RECORDS TO PROCESS –
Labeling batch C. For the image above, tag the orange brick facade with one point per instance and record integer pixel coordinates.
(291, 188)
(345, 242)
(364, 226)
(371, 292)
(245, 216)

WHAT YOU ARE ASKED TO DO –
Return each line above exactly.

PROBLEM SOLUTION –
Labeling batch C. For the image above, tag the orange brick facade with one point per instance and record integer pixel coordinates.
(291, 188)
(345, 242)
(364, 226)
(371, 292)
(245, 216)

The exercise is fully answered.